**Task brief**
From the figure legends below on isoflurane and pertussis toxin, reproduce word for word the passage between "Figure 4. Pertussis" and "potential mitophagy, respectively).", inclusive.

Text passage START

A. Whole-heart homogenates showed elevated phosphorylation of Akt and GSK3β after 30 min isoflurane exposure and 15 min washout. Phosphorylation of Akt (B, Ser 473) and GSK3β (C, Ser 9) was attenuated by PTX (n=8 each group). ***P<0.001 relative to respective control. Ctrl = control; Iso = isoflurane; Ctrl-P = control with PTX treatment; Iso-P = isoflurane with PTX treatment; pAKT = phosphorylated protein kinase B; tAKT = total protein kinase B; pGSK-3β = phosphorylated glycongen synthase kinase 3 beta; tGSK-3β = total glycongen synthase kinase 3 beta; GAPDH=glyceraldehyde 3-phosphate dehydrogenase.

Figure 4. Pertussis toxin (PTX) attenuates isoflurane-dependent caveolae formation and impacts mitochondrial morphology

Control (A), isoflurane (B), PTX+control (C), and PTX+isoflurane (D) treated mice were allowed 15 min washout following isoflurane/oxygen exposure. Animals were perfusion fixed and hearts processed for electron microscopy (EM) analysis. Isoflurane increased membrane invaginations consistent with caveolae (white arrowheads, B), and this was blocked with PTX. PTX treatment resulted in loss of mitochondrial structure in control and isoflurane groups (* and arrow represent altered mitochondrial morphology and potential mitophagy, respectively).

Text passage END
Data below START

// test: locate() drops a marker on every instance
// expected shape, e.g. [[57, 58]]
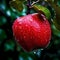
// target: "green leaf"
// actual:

Data below END

**Exercise result**
Figure 4. Pertussis toxin (PTX) attenuates isoflurane-dependent caveolae formation and impacts mitochondrial morphology

Control (A), isoflurane (B), PTX+control (C), and PTX+isoflurane (D) treated mice were allowed 15 min washout following isoflurane/oxygen exposure. Animals were perfusion fixed and hearts processed for electron microscopy (EM) analysis. Isoflurane increased membrane invaginations consistent with caveolae (white arrowheads, B), and this was blocked with PTX. PTX treatment resulted in loss of mitochondrial structure in control and isoflurane groups (* and arrow represent altered mitochondrial morphology and potential mitophagy, respectively).